== Given instruction ==
From the line that includes "dark sunglasses, with integer pixel coordinates." to the last line of the data, quote each line precisely; both boundary lines belong in the answer.

== Working data ==
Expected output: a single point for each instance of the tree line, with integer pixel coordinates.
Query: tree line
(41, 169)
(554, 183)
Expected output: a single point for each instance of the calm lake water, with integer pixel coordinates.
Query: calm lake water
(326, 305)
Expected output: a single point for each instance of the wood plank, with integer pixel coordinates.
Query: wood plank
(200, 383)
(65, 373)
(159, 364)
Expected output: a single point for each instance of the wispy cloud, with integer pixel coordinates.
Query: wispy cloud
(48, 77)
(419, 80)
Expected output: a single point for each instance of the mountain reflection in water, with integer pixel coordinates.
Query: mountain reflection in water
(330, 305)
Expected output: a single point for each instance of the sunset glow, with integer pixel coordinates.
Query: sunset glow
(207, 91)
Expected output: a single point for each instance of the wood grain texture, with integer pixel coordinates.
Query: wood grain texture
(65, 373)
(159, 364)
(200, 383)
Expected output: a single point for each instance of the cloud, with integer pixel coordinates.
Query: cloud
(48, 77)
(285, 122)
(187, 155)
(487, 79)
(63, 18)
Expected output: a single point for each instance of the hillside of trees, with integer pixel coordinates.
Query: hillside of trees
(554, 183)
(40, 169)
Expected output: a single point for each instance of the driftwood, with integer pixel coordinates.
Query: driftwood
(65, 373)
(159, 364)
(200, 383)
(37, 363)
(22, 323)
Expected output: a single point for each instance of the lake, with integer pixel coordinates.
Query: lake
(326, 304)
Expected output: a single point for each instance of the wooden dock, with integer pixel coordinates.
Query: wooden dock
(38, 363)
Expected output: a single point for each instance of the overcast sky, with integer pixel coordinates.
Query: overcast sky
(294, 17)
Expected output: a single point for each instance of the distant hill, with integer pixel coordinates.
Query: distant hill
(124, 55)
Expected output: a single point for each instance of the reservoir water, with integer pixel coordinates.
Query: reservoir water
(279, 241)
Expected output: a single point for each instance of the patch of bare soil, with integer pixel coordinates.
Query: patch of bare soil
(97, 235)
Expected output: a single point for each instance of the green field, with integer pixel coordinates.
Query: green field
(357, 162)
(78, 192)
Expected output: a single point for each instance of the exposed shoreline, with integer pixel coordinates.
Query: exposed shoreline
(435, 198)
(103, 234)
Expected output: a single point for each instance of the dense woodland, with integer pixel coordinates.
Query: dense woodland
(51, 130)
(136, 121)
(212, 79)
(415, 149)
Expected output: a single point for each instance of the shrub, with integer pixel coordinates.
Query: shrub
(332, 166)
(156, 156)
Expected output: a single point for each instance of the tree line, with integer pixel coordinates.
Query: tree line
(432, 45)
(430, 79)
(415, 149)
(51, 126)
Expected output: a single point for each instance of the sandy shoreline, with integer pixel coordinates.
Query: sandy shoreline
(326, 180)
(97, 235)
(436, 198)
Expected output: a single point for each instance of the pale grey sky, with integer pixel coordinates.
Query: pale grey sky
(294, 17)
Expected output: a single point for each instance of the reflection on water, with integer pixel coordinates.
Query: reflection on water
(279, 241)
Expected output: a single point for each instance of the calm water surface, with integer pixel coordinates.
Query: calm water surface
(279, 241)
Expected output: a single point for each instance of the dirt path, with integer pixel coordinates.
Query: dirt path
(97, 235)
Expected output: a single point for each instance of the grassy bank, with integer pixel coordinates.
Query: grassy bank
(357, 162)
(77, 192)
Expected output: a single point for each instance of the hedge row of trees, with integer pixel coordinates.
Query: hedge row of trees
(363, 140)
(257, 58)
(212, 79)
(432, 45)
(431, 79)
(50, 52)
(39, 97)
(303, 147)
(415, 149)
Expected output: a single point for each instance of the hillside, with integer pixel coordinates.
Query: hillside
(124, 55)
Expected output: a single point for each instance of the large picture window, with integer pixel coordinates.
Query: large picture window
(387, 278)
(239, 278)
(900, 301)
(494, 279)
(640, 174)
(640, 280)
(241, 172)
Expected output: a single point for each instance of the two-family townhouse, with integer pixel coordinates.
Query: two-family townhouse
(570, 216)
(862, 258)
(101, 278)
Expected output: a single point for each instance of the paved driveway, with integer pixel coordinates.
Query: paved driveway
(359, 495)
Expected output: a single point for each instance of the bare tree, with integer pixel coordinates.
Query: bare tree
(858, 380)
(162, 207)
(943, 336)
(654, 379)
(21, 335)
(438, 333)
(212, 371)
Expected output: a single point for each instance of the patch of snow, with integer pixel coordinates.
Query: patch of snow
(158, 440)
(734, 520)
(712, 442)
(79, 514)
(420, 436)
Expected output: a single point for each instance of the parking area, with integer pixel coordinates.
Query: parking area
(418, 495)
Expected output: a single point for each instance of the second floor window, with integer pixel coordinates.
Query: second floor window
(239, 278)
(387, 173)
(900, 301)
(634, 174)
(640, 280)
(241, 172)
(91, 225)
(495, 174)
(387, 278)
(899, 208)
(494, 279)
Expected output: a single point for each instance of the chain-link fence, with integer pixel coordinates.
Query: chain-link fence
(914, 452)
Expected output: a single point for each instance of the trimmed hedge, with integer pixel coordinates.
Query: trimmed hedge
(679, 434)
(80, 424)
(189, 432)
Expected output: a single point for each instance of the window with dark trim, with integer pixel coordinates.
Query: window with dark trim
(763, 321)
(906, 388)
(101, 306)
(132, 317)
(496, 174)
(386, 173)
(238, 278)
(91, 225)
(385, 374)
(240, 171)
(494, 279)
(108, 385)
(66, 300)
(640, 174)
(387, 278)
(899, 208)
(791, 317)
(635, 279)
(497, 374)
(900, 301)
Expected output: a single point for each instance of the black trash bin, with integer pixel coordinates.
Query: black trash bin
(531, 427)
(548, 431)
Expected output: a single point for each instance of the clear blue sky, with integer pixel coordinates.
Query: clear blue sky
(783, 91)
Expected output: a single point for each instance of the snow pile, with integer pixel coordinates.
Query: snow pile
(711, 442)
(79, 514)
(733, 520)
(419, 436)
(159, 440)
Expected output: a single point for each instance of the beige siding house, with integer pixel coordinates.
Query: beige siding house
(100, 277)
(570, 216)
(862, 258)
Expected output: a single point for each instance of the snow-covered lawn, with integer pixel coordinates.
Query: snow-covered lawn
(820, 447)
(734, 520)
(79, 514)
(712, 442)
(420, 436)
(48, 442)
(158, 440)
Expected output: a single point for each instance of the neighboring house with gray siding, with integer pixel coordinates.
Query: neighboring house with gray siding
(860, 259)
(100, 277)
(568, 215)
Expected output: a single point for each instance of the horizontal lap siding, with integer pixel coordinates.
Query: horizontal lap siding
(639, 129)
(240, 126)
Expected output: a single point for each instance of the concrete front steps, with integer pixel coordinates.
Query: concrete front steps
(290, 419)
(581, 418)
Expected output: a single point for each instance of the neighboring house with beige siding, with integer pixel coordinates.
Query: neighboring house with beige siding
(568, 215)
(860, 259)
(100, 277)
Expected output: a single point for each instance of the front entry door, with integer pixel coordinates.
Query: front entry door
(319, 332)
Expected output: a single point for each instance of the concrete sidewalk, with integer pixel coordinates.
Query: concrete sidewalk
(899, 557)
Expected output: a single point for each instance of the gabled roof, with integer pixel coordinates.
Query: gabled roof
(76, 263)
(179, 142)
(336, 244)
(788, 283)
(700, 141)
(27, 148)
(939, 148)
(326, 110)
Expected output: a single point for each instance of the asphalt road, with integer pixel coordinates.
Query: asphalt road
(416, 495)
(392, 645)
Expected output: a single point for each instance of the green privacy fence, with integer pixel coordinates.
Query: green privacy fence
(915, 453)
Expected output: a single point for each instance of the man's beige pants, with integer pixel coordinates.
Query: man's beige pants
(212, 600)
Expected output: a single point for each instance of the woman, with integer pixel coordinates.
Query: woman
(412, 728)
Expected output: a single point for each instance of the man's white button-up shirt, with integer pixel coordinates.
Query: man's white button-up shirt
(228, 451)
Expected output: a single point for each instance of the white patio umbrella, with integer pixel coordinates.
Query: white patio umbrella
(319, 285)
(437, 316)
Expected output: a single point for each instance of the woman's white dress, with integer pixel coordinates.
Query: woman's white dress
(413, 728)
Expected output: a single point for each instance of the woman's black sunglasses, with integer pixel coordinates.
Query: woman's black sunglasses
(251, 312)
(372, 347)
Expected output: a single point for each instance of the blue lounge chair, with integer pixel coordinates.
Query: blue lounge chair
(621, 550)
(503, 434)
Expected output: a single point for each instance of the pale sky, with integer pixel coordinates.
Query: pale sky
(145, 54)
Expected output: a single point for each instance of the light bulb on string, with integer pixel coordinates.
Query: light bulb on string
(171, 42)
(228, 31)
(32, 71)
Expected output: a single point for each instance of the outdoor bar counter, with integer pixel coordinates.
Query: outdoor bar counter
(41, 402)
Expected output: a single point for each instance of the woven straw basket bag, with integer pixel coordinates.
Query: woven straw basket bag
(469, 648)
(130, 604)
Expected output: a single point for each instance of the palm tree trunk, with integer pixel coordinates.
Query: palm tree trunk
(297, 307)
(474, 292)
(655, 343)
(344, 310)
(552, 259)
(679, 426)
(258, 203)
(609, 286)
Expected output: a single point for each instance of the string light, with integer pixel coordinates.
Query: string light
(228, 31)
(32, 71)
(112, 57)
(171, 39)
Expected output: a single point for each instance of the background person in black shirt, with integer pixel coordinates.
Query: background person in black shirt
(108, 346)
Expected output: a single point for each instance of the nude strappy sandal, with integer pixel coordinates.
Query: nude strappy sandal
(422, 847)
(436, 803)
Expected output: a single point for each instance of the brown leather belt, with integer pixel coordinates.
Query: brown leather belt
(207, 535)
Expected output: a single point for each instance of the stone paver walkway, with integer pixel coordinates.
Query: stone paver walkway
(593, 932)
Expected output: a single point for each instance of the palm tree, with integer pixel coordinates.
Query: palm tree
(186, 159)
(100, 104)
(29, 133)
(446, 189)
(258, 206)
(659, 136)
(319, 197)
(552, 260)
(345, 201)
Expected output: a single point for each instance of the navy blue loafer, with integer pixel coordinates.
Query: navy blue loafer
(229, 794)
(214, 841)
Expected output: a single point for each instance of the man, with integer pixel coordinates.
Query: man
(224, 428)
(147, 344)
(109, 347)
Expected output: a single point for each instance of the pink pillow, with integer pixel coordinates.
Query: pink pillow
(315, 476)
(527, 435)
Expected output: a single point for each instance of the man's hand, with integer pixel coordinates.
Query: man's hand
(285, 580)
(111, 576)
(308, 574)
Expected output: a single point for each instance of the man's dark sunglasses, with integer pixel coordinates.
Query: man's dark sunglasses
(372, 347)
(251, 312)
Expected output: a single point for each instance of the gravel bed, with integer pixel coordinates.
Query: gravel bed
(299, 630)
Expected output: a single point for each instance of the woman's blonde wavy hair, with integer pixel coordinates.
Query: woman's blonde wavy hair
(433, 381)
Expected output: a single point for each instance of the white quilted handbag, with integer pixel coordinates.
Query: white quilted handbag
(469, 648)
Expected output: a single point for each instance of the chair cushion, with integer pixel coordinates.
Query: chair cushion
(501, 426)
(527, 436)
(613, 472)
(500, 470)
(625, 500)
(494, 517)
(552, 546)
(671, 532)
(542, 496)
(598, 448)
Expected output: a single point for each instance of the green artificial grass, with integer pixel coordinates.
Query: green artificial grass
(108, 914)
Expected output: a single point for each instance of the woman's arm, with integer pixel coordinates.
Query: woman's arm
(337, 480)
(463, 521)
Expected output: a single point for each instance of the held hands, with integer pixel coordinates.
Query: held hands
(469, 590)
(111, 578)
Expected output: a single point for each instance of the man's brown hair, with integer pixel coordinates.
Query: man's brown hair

== Written answer ==
Expected output: a single point for each instance of the man's dark sunglasses, with integer pixel coordinates.
Query: man's dark sunglasses
(372, 347)
(251, 312)
Expected output: a single point for each instance of the gravel bed, with integer pixel coordinates.
Query: gravel bed
(299, 630)
Expected output: a single point for each instance of the woman's blonde wavy hair, with integer pixel coordinates.
Query: woman's blonde wavy hair
(433, 381)
Expected output: a single point for each instance of the white quilted handbag, with integer pixel coordinates.
Query: white quilted handbag
(469, 648)
Expected output: a single point for each instance of the chair cushion, with integer pixel coordinates.
Query: chair cushion
(501, 426)
(527, 436)
(613, 472)
(500, 470)
(625, 500)
(494, 517)
(552, 546)
(671, 532)
(542, 496)
(598, 448)
Expected output: a single point for each instance of the green artificial grass, with integer pixel coordinates.
Query: green artificial grass
(108, 914)
Expected output: a single point for each instance of the woman's arm, with integer pixel coordinates.
Query: woman's arm
(337, 480)
(463, 521)
Expected output: a single point for each instance of the held hands, with integer pixel coordinates.
Query: held hands
(469, 590)
(111, 578)
Expected output: a single point for each instance of the man's brown hair, with integer pixel coordinates.
Query: man's brown hair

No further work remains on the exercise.